It’s been almost a year since I have been able to revisit this outlet. I know there’s a reason but I can’t put my finger on it just yet. I am no writer, and definitely no blogger, but sometimes throwing a few words down into a document helps make sense of certain things. I don’t aspire to change lives or bring others to some sort of revelation. However, here’s a short take on the last year.
The last time I wrote was about you. I spoke to you about a year ago as well. You didn’t have the ability to respond but I know you heard me. To be quite honest with you, I still haven’t accepted it yet. About once a day, you come across my mind; whether it’s sitting next to me for my morning coffee, driving long distances, putting around the garden, and especially dinner on Thursday nights. Since you’ve passed things have been different. I’d be lying to you if I said that everything’s okay and we are doing alright since you’ve passed. We’ve laughed, we’ve cried, and we’ve gotten mad at times. However, we haven’t forgotten anything you’ve taught us. We’ve ingested your legacy and have learned new things about all of ourselves.
You represent more than the tight-knit family that you’ve grown. You stood for something greater. You created something that many others wish they had. You made your way to this country and fought for a life that you wanted. You didn’t let others tell you the life you should live. You told me over and over, “What else do I need? What a beautiful life I live!”
You were proud of what you had. You were proud of what you were. You were, most importantly, proud of all of us. We were the luckiest of all people to know you. Simply (and I’m sure I can speak for a lot of people) I can say that it was quite a pleasure to know you.

▶ **Dataset content**:
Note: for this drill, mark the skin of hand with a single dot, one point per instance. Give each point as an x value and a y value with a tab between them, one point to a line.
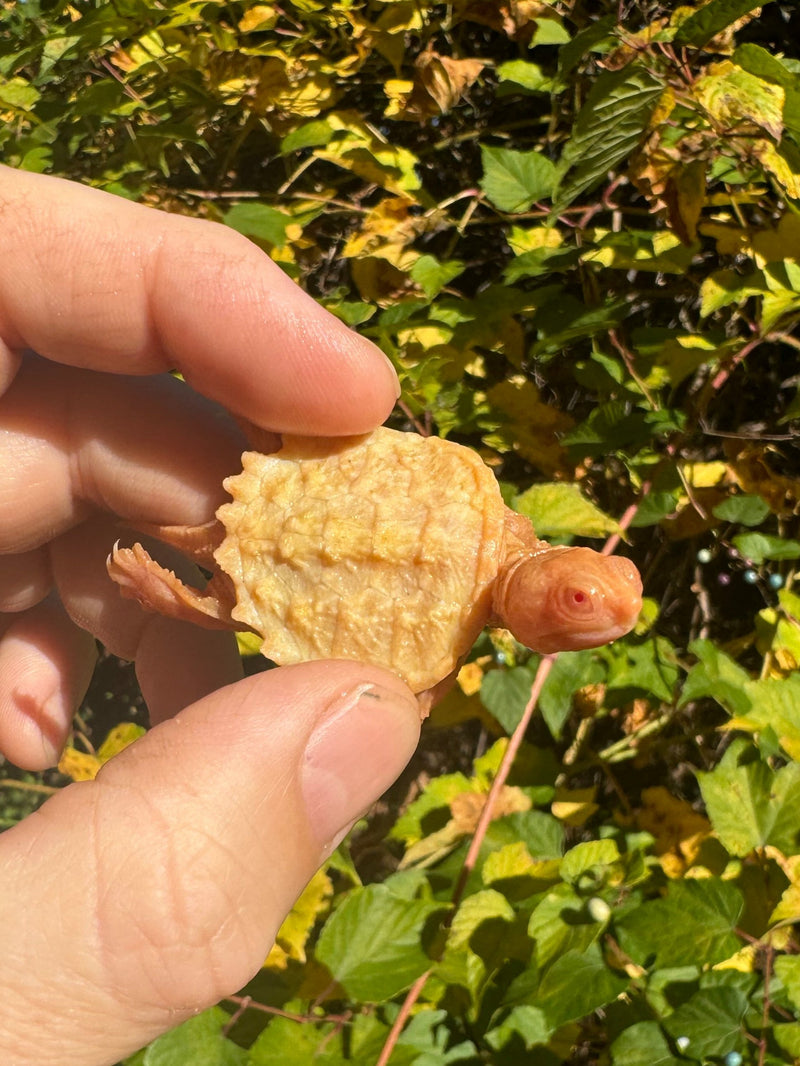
130	902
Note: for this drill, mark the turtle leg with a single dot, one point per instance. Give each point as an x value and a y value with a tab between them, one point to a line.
430	697
197	543
141	578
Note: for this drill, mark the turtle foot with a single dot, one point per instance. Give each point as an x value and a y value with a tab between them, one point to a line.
141	578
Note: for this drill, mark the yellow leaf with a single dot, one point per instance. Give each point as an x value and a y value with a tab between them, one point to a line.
677	828
249	644
705	474
558	509
788	906
79	765
437	86
779	243
732	95
467	807
777	162
533	427
477	908
511	17
685	197
297	927
511	860
365	152
260	16
294	87
118	739
84	766
469	678
742	962
574	806
752	469
528	239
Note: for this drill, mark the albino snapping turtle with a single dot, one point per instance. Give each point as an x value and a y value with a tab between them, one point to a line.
389	548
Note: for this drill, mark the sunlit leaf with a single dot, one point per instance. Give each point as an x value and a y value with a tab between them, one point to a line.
372	943
608	128
559	510
513	180
709	19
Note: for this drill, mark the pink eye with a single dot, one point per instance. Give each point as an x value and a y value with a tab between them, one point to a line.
578	601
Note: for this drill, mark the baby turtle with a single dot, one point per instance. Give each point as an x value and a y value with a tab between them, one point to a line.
389	548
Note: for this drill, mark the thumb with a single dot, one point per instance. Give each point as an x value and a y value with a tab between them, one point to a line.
134	900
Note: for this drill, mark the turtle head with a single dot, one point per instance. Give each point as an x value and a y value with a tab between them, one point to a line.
564	599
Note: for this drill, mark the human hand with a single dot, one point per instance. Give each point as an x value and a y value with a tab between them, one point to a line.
130	902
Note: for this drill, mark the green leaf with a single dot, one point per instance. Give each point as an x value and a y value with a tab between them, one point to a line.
608	128
570	672
726	287
787	968
432	275
577	984
560	924
505	693
479	907
18	93
527	1022
513	180
692	925
201	1042
744	510
757	547
773	705
642	1043
371	943
559	509
542	834
751	805
730	95
314	134
526	76
764	64
260	221
415	821
588	856
710	1021
718	676
712	18
650	666
286	1043
597	35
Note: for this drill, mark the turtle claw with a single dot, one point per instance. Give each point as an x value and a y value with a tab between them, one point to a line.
141	578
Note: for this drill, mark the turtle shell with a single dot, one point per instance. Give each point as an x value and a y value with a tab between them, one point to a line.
381	548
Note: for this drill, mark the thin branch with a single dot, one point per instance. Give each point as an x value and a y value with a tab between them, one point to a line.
545	666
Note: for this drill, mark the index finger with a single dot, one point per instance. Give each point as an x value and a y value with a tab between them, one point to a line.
93	280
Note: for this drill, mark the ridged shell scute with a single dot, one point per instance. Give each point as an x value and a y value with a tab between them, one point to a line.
381	548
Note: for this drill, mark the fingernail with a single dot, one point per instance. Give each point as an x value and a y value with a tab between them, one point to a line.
353	756
395	378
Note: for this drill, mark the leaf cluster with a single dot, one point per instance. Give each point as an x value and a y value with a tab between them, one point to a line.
574	228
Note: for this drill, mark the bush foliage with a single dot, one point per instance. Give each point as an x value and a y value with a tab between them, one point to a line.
574	227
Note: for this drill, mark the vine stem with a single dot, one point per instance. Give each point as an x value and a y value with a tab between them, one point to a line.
472	857
545	665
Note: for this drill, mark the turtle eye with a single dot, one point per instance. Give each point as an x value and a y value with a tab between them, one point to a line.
577	601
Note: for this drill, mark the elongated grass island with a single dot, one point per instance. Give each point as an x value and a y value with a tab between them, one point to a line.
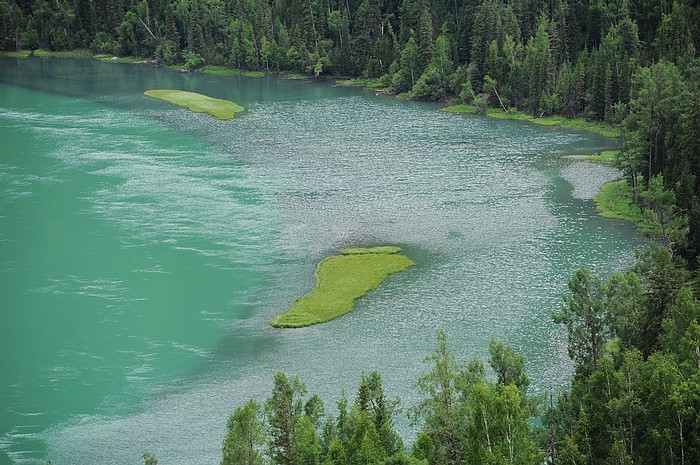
340	281
218	108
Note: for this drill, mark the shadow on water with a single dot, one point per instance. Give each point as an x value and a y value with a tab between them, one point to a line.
187	235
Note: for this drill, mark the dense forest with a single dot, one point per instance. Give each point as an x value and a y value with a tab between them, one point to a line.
634	337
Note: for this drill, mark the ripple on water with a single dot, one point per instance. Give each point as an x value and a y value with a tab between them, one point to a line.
201	231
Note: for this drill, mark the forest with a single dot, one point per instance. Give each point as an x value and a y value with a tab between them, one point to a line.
630	64
633	337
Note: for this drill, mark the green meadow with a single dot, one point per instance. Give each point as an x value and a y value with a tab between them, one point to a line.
218	108
340	280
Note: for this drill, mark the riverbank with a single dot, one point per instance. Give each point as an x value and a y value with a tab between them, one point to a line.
340	281
615	201
198	103
556	122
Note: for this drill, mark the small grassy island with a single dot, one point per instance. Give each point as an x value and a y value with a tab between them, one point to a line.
340	280
218	108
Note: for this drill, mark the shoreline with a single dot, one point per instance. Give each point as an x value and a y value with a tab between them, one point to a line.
607	207
340	281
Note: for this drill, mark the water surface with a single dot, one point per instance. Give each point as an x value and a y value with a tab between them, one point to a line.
144	248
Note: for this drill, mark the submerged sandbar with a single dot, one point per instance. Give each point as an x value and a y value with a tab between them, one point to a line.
340	280
218	108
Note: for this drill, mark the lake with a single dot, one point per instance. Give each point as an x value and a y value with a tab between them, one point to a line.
144	249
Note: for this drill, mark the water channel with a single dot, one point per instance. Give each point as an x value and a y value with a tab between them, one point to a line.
144	248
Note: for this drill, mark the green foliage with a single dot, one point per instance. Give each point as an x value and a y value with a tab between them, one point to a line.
340	281
220	109
246	436
616	200
583	314
148	459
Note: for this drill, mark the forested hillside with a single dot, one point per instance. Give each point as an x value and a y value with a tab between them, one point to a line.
632	63
634	338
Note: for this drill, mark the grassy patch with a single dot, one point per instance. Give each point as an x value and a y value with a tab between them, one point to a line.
218	108
113	59
606	156
556	122
340	280
465	109
615	201
43	53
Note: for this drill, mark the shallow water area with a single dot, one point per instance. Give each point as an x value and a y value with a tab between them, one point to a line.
144	248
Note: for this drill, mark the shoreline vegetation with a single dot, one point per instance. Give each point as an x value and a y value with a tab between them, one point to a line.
198	103
340	281
556	122
615	201
612	202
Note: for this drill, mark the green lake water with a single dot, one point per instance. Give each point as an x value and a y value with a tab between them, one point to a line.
144	248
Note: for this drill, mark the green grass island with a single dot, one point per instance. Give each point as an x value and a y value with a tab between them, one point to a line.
218	108
340	281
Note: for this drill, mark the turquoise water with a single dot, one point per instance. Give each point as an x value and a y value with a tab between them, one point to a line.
144	248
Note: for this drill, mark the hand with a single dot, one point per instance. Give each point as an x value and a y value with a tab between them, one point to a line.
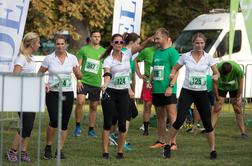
104	87
168	91
79	86
148	85
47	88
143	77
131	94
171	76
215	77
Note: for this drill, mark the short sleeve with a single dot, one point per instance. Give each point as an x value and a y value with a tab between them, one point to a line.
181	60
107	62
20	60
45	63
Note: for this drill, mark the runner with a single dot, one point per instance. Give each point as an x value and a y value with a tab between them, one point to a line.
164	90
197	63
24	63
91	67
146	56
63	64
231	81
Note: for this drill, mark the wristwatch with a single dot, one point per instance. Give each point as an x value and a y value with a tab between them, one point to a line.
171	85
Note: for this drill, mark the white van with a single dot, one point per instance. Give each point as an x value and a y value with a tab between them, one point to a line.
215	26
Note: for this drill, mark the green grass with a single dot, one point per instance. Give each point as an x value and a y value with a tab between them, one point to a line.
192	149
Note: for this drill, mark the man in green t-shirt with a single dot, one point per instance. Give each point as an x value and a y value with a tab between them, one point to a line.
164	90
146	56
91	68
231	80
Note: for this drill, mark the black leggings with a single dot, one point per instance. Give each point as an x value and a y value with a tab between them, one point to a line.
116	105
52	100
201	100
27	123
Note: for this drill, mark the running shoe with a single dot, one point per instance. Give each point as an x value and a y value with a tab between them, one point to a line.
142	127
25	157
213	155
113	139
105	156
244	136
127	146
119	156
92	133
11	156
62	156
48	153
174	146
157	144
167	151
77	131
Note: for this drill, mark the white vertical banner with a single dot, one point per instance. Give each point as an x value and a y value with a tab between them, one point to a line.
13	15
127	16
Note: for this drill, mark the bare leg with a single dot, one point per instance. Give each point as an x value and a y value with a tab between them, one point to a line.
92	113
161	122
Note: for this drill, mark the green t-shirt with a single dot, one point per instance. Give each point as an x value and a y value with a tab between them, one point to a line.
163	61
209	83
146	55
230	82
91	67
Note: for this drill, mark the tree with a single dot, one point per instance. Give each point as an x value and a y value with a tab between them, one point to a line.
50	16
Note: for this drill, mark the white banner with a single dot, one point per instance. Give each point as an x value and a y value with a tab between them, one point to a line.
12	22
127	16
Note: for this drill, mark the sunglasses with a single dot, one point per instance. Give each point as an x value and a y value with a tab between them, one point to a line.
105	96
118	42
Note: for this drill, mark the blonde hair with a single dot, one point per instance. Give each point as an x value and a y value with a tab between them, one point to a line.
28	40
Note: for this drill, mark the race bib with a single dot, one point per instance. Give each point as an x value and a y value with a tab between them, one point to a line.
66	82
158	73
121	80
197	81
92	65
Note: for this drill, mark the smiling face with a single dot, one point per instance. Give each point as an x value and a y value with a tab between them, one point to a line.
199	44
96	38
117	43
60	45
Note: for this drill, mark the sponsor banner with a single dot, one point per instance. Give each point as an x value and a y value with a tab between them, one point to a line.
12	22
127	16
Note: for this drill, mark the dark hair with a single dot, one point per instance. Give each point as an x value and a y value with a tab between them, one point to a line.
94	31
163	31
59	36
226	68
110	47
198	35
88	40
128	37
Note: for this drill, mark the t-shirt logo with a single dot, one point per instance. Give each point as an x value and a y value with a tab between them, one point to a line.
92	65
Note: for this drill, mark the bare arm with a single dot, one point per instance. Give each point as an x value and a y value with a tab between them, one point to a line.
106	79
17	69
142	46
240	88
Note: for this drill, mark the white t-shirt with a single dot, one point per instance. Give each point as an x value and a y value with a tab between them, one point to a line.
27	67
196	73
64	71
120	70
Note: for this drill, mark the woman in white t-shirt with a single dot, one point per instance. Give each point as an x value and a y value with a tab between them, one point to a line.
197	63
24	63
63	64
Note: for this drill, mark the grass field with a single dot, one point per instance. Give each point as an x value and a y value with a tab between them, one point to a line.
192	148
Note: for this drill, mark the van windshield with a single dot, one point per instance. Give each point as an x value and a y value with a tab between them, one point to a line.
184	42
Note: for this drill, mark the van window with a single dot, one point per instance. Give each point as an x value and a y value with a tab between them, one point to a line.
184	42
223	48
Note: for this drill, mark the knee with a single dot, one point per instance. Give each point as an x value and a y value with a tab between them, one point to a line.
53	124
177	124
122	128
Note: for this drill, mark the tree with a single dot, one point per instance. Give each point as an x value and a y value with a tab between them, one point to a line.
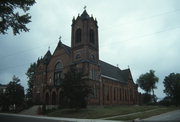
75	89
15	92
9	17
148	81
172	87
31	76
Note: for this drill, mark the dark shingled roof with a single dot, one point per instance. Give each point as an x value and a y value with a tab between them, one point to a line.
107	70
114	73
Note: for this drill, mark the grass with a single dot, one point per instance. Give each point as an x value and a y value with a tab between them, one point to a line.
102	112
146	114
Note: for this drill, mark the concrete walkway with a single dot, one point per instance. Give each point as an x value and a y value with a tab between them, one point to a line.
30	111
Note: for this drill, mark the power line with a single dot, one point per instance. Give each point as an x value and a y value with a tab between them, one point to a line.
25	51
151	34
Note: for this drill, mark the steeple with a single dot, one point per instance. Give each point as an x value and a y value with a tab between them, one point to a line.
84	15
60	43
84	40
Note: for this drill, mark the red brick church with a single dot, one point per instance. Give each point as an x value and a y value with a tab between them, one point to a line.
111	85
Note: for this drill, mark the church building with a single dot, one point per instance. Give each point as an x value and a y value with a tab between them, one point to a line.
111	85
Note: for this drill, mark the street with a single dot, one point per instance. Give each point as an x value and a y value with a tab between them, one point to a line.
4	117
173	116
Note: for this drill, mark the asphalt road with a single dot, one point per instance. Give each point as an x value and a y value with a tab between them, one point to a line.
173	116
4	117
14	118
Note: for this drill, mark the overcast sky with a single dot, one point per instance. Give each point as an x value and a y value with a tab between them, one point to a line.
144	34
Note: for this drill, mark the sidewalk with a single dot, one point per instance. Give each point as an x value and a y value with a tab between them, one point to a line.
126	114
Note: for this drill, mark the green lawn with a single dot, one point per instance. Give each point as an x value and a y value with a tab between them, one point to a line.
102	112
147	114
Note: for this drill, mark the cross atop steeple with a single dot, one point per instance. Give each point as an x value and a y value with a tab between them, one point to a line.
85	7
60	38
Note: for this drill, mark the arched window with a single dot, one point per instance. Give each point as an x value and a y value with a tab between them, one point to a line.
78	56
92	37
78	35
58	74
53	98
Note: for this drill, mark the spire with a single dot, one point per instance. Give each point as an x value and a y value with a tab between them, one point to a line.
85	15
59	44
85	7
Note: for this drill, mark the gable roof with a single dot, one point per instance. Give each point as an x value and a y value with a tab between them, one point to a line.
115	73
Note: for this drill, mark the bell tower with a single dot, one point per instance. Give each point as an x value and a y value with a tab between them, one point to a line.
84	39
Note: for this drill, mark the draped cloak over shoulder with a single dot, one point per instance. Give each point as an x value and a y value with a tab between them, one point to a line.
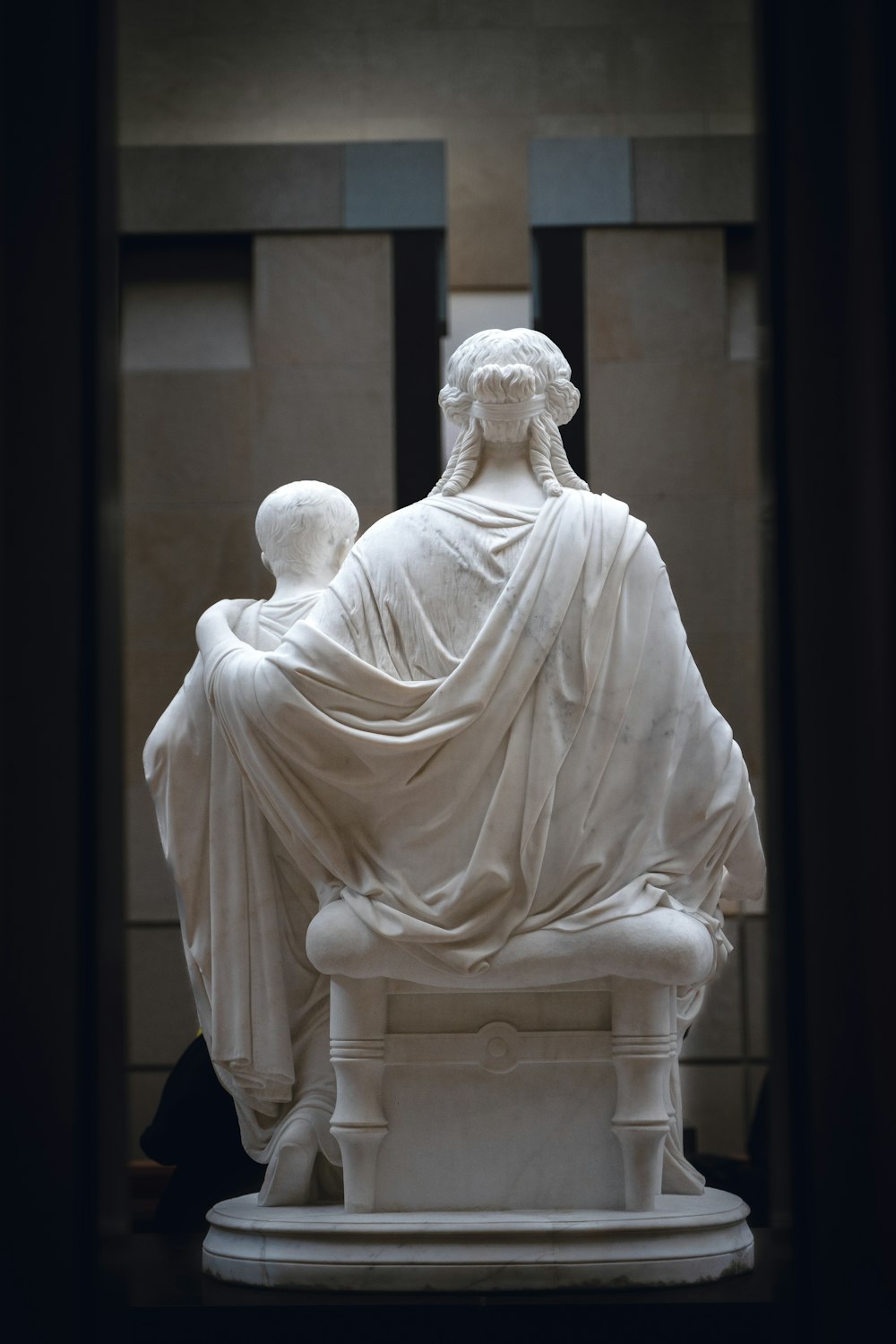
492	723
244	911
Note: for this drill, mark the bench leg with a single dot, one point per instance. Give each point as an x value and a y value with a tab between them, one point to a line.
358	1042
642	1051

▶ **Stated exercise A**:
In the post, what reason does the writer give for putting words into a document despite not being a writer or blogger? Answer in one to three sentences.
▶ **Stated exercise B**:
Reproduce the passage of the post from "The last time" through "all of ourselves.", substituting "Sunday" for "Thursday".
▶ **Stated exercise C**:
Translate this sentence from the post into Spanish: "We were the luckiest of all people to know you."

▶ **Task answer A**:
The writer says that throwing a few words down into a document sometimes helps make sense of certain things.

▶ **Task answer B**:
The last time I wrote was about you. I spoke to you about a year ago as well. You didn’t have the ability to respond but I know you heard me. To be quite honest with you, I still haven’t accepted it yet. About once a day, you come across my mind; whether it’s sitting next to me for my morning coffee, driving long distances, putting around the garden, and especially dinner on Sunday nights. Since you’ve passed things have been different. I’d be lying to you if I said that everything’s okay and we are doing alright since you’ve passed. We’ve laughed, we’ve cried, and we’ve gotten mad at times. However, we haven’t forgotten anything you’ve taught us. We’ve ingested your legacy and have learned new things about all of ourselves.

▶ **Task answer C**:
Fuimos las personas más afortunadas de todas por conocerte.